• What to produce: Here are some records; return them all exactly.

• Data lines:
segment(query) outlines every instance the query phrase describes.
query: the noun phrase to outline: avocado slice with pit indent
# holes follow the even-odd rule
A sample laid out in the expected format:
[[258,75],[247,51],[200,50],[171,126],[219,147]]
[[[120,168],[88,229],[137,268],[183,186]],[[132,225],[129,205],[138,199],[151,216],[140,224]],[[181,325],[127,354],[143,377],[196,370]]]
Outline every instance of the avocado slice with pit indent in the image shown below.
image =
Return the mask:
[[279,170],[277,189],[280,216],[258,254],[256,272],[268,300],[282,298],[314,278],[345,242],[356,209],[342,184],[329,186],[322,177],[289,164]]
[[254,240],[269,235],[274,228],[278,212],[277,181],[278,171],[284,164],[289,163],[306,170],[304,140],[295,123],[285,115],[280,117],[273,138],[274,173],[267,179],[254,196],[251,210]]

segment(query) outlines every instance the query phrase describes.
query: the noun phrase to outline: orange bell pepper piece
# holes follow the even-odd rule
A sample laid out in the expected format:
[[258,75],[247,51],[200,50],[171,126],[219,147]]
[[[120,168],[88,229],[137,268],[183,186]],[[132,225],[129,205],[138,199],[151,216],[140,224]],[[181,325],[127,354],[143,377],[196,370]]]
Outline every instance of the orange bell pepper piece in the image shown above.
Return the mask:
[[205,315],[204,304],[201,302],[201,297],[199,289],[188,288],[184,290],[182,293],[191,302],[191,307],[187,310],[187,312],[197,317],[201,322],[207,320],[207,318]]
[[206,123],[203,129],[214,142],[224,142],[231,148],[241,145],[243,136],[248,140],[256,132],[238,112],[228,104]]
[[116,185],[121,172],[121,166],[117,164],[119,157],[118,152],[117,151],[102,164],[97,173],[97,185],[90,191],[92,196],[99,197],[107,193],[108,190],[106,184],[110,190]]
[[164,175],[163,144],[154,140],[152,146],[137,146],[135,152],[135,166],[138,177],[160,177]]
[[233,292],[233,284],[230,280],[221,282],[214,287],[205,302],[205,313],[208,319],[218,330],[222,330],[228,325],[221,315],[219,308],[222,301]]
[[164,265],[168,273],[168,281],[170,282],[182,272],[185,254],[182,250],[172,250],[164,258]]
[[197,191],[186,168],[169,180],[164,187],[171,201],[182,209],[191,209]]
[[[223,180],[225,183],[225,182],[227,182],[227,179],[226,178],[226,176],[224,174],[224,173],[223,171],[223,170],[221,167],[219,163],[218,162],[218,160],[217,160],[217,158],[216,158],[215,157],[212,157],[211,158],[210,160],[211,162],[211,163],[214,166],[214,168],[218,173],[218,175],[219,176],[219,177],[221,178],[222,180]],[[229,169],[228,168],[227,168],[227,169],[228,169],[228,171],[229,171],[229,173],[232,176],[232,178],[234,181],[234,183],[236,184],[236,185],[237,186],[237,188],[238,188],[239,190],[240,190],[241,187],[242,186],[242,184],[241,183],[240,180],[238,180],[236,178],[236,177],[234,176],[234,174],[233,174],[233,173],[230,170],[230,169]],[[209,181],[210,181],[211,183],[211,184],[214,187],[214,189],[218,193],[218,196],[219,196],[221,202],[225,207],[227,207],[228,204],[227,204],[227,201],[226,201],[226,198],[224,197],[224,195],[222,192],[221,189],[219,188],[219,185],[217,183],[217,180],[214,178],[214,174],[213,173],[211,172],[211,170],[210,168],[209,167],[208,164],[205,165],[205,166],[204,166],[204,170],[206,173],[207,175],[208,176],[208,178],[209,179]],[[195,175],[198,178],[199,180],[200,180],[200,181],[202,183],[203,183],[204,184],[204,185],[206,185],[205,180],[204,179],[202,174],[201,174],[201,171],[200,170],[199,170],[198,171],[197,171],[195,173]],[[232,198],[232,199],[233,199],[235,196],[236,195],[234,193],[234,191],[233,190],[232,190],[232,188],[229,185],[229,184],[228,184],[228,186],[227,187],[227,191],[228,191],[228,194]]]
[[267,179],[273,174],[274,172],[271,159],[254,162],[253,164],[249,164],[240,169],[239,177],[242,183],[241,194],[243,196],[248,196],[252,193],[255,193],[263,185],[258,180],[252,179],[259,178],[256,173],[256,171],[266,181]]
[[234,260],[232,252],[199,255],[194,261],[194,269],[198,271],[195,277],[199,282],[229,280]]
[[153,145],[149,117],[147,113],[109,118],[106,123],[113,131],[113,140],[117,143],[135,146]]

• In response:
segment(query) outlines every instance the query phrase describes.
query: the noun phrase to outline: avocado slice with pit indent
# holes follow the even-odd rule
A sample laid out in the expected format:
[[258,75],[247,51],[200,50],[171,126],[219,147]]
[[[120,168],[88,229],[137,268],[183,186]],[[132,225],[129,205],[138,199],[151,216],[140,224]],[[181,325],[127,354],[143,377],[196,370]]]
Outline every instance of the avocado slice with pit indent in the image shown below.
image =
Return the mask:
[[279,170],[277,189],[280,216],[258,254],[256,272],[268,300],[282,298],[314,278],[345,242],[356,209],[342,184],[329,186],[322,177],[289,164]]
[[254,240],[269,235],[274,228],[278,212],[277,181],[278,171],[284,164],[289,163],[306,170],[304,140],[295,123],[285,115],[280,117],[273,138],[274,173],[267,179],[254,196],[251,210]]

segment(query) outlines every instance the query phrase describes.
query: the noun phrase to outline: orange bell pepper piece
# holes follow the even-odd rule
A sample laid out in the expected format:
[[258,75],[247,51],[200,50],[171,126],[219,147]]
[[[120,168],[88,229],[137,268],[183,186]],[[132,225],[129,205],[138,199],[151,216],[140,224]],[[181,325],[127,354],[143,377],[196,370]]]
Outline every instance of the orange bell pepper piece in the image shown above.
Return the mask:
[[205,315],[204,304],[201,302],[201,297],[199,289],[188,288],[184,290],[182,293],[191,302],[191,307],[187,310],[187,312],[197,317],[201,322],[207,320],[207,318]]
[[206,123],[203,129],[214,142],[224,142],[231,148],[241,145],[243,136],[248,140],[256,132],[238,112],[228,104]]
[[116,185],[121,172],[121,166],[117,164],[119,157],[118,152],[117,151],[102,164],[97,173],[97,185],[90,191],[92,196],[99,197],[107,193],[108,190],[106,184],[110,190]]
[[164,175],[163,144],[154,140],[152,146],[137,146],[135,152],[135,166],[138,177],[160,177]]
[[233,292],[233,284],[230,280],[221,282],[214,287],[205,302],[205,313],[208,319],[218,330],[222,330],[228,325],[221,315],[219,308],[222,301]]
[[164,265],[168,273],[168,281],[170,282],[182,272],[185,254],[182,250],[172,250],[164,258]]
[[197,191],[186,168],[169,180],[164,187],[171,201],[182,209],[191,209]]
[[[223,180],[225,183],[225,182],[227,182],[227,179],[226,178],[226,176],[224,174],[224,173],[223,171],[223,170],[221,167],[219,163],[218,162],[218,160],[217,160],[217,158],[216,158],[215,157],[212,157],[211,158],[210,160],[211,162],[211,163],[214,166],[214,168],[218,173],[218,175],[219,176],[219,177],[221,178],[222,180]],[[229,169],[228,168],[227,168],[227,169],[228,169],[228,171],[229,171],[229,173],[232,176],[232,178],[234,181],[234,183],[236,184],[236,185],[237,186],[237,188],[238,188],[239,190],[240,190],[241,187],[242,186],[242,184],[241,183],[240,180],[238,180],[236,178],[236,177],[234,176],[234,174],[233,174],[233,173],[230,170],[230,169]],[[209,181],[210,181],[211,183],[211,184],[214,187],[214,189],[218,193],[218,196],[219,196],[221,202],[225,207],[227,207],[228,204],[227,204],[227,201],[226,201],[226,198],[224,197],[224,195],[222,192],[221,189],[219,188],[219,185],[217,183],[217,180],[214,178],[214,174],[213,173],[211,172],[211,170],[210,168],[209,167],[208,164],[205,165],[205,166],[204,166],[204,170],[206,173],[207,175],[208,176],[208,178],[209,179]],[[195,175],[198,178],[199,180],[200,180],[200,181],[202,183],[203,183],[204,184],[204,185],[206,185],[205,180],[204,179],[202,174],[201,174],[201,171],[200,170],[199,170],[198,171],[197,171],[195,173]],[[232,198],[232,199],[233,199],[235,196],[236,195],[234,193],[234,191],[233,190],[232,190],[232,188],[229,185],[229,184],[228,184],[228,186],[227,187],[227,191],[228,191],[228,194]]]
[[267,179],[273,174],[274,172],[271,159],[254,162],[253,164],[249,164],[240,169],[239,177],[242,183],[241,194],[243,196],[248,196],[252,193],[255,193],[263,185],[258,180],[252,179],[259,178],[256,173],[256,171],[266,181]]
[[234,260],[232,252],[199,255],[194,261],[194,269],[198,271],[195,277],[199,282],[229,280]]
[[153,145],[149,117],[147,113],[109,118],[106,123],[113,131],[113,140],[117,143],[135,146]]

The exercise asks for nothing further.